PROMPT — Check each line of the data below for the string "roof". Then give the number of lines that have it, without anything else.

Start of MATERIAL TO PROCESS

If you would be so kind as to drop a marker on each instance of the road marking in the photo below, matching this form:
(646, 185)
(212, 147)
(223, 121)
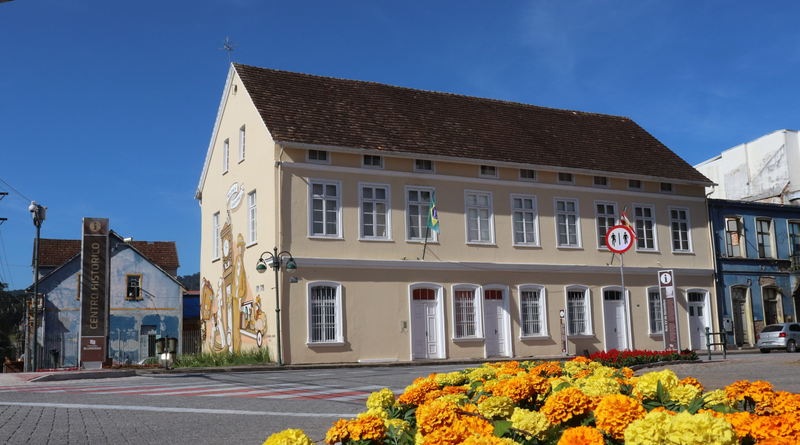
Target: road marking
(162, 409)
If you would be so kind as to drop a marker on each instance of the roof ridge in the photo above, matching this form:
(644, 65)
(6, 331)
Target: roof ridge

End of MATERIAL TO PROCESS

SOLUTION — 2